Exercise goal: Below are the records. How many of their lines contain "pectoral"? Give only the number.

Given records:
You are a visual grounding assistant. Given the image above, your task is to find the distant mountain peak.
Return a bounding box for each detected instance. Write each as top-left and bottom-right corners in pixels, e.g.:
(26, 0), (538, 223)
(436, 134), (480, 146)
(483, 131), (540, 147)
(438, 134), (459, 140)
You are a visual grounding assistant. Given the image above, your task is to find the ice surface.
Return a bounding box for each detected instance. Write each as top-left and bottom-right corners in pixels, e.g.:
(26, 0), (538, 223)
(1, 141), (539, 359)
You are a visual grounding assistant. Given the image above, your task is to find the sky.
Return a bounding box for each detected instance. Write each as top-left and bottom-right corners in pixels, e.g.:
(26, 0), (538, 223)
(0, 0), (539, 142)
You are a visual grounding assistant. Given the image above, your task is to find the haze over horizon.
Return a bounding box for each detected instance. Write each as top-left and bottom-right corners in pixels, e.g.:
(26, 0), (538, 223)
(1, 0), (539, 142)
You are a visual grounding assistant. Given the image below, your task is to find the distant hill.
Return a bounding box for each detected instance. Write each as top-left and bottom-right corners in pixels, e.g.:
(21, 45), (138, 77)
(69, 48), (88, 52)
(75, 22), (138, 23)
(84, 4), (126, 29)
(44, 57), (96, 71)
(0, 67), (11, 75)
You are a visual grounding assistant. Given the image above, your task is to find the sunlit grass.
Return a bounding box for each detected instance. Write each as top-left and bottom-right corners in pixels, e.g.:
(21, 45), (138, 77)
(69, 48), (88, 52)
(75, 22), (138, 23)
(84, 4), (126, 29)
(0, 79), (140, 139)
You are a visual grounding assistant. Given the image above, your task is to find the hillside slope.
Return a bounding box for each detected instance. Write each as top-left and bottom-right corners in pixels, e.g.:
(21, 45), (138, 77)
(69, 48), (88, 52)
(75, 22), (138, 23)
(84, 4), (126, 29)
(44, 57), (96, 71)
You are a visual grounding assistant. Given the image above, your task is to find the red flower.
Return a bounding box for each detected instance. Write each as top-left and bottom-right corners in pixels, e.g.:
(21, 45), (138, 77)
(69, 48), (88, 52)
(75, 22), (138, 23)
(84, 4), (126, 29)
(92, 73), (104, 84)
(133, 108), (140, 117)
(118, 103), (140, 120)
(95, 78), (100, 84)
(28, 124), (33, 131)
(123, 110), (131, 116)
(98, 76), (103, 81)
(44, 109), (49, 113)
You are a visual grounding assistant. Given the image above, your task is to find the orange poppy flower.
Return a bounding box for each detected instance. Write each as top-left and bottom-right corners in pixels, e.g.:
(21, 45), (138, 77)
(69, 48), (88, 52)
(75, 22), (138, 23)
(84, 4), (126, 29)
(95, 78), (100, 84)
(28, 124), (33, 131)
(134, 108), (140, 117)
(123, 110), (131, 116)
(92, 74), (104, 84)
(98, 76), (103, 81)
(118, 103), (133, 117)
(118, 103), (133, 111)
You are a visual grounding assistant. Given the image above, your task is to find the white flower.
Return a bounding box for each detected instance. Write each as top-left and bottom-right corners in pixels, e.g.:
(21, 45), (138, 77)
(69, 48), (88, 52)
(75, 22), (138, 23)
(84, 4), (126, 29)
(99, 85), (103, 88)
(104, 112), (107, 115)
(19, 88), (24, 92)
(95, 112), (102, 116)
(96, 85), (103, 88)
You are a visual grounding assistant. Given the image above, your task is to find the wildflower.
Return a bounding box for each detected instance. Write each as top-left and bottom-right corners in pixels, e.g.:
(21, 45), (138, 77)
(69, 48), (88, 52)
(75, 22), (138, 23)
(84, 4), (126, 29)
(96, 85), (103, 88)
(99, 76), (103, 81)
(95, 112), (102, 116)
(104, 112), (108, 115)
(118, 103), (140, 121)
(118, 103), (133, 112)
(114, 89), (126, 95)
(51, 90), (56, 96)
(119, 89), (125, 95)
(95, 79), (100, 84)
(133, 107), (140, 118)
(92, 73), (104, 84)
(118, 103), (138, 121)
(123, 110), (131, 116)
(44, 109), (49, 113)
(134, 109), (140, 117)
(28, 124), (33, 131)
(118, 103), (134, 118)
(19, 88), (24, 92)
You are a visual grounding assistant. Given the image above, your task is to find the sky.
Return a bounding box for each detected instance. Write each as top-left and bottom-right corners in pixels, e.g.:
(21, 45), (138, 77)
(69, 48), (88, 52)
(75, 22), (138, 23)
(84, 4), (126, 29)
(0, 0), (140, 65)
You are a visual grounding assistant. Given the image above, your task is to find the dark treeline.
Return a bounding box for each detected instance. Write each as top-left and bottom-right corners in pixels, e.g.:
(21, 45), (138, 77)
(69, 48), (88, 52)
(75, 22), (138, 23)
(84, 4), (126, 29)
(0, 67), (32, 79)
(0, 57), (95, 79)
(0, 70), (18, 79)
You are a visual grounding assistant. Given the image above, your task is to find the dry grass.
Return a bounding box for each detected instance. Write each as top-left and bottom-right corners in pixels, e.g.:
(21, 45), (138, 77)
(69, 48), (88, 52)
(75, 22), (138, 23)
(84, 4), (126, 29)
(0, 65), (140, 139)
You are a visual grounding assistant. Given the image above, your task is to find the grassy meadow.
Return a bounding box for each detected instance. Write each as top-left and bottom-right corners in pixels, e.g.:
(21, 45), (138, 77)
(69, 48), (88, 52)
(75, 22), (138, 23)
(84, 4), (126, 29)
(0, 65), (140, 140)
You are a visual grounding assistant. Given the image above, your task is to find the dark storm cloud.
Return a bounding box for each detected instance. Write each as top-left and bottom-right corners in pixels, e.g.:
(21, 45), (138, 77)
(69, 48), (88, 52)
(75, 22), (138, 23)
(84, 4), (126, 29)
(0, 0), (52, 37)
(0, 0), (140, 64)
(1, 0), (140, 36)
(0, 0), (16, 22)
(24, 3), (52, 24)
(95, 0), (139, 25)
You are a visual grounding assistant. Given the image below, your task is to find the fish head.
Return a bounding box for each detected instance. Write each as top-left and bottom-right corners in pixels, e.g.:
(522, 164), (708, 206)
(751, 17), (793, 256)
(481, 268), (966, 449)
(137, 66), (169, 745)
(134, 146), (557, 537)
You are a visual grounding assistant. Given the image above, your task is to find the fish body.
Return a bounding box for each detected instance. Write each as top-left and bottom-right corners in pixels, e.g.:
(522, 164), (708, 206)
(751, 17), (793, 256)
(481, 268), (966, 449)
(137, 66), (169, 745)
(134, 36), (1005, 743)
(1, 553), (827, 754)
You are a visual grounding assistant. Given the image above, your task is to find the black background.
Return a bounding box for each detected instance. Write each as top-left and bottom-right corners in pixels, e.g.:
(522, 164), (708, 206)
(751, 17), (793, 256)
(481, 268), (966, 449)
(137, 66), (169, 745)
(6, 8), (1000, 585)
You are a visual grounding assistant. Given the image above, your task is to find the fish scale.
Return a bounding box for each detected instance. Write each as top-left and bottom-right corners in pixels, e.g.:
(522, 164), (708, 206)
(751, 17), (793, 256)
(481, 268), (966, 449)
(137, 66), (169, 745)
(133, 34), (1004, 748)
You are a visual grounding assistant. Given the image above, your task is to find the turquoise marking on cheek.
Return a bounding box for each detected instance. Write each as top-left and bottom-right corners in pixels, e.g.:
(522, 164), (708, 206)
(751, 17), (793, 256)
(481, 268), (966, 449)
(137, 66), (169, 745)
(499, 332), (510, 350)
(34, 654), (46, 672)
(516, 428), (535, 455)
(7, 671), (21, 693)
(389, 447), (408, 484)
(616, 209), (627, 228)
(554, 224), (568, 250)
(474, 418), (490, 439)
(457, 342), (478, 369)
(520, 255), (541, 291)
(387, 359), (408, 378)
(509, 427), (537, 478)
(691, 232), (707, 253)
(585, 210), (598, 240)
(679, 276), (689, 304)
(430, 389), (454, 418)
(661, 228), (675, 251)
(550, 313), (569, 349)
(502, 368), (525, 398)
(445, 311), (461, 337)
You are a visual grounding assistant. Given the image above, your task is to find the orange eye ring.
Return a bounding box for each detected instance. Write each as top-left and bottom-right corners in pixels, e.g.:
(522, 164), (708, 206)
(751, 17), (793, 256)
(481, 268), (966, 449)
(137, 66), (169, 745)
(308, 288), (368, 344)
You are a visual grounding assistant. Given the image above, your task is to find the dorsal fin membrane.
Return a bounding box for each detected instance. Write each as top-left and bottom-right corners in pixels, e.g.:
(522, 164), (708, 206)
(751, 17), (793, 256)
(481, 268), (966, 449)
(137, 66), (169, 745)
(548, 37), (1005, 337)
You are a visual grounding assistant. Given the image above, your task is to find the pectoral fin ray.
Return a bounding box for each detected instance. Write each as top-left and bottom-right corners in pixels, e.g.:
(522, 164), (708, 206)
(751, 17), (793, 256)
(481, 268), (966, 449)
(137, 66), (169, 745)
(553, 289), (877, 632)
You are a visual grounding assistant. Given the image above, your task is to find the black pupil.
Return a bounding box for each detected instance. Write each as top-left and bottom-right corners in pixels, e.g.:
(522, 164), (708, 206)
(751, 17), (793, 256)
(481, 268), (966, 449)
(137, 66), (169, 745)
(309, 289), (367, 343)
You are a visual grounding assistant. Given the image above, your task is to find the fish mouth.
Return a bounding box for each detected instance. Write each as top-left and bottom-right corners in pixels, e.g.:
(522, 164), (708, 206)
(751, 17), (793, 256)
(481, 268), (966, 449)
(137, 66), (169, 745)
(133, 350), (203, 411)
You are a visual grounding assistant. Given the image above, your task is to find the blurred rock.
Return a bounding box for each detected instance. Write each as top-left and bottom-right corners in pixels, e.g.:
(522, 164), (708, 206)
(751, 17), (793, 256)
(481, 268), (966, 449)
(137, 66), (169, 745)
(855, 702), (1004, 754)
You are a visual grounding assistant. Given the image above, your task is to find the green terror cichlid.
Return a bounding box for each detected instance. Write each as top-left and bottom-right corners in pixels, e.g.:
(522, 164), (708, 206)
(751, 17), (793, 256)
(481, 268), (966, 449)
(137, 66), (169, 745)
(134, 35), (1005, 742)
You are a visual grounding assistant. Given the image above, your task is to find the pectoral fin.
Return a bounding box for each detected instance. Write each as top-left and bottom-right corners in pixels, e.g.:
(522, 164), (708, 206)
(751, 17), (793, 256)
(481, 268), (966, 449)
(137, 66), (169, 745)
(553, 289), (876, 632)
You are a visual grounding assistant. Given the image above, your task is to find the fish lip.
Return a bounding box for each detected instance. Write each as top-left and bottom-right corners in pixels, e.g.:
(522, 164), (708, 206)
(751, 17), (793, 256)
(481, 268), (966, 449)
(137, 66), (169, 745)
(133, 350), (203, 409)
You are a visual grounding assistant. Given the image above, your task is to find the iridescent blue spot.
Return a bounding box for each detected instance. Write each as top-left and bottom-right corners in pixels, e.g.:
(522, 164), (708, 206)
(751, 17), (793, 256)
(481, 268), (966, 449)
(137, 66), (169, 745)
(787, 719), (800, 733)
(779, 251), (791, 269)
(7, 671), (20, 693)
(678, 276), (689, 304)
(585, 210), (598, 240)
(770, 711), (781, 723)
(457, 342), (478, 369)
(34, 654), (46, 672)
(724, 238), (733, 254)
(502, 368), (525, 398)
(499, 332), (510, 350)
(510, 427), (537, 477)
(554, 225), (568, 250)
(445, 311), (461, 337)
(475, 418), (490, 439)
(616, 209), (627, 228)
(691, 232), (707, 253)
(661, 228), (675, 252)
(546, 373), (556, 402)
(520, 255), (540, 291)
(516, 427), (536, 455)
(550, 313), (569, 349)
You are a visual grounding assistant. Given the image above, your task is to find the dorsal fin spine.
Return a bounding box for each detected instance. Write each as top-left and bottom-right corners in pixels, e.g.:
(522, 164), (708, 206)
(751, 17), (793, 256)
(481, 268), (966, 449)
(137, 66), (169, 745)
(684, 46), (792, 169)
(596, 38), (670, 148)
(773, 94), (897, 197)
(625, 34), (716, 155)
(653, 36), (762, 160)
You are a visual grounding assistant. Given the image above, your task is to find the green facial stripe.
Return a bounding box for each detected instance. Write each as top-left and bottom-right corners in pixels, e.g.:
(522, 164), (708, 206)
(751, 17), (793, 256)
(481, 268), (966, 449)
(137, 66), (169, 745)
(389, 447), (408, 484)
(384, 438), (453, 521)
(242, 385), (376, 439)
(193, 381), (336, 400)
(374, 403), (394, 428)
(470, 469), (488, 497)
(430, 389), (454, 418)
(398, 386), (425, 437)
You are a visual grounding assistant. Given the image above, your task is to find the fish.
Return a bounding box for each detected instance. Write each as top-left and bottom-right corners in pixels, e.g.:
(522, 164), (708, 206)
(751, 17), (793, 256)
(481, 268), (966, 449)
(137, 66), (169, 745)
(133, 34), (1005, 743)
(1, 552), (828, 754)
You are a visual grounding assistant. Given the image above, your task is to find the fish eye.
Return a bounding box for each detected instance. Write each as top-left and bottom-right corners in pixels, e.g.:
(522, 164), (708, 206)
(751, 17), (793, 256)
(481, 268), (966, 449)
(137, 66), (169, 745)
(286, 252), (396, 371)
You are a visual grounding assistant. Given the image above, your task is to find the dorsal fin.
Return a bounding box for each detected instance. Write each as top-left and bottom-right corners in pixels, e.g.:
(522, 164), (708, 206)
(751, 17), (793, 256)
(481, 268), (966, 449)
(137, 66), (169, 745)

Your response: 2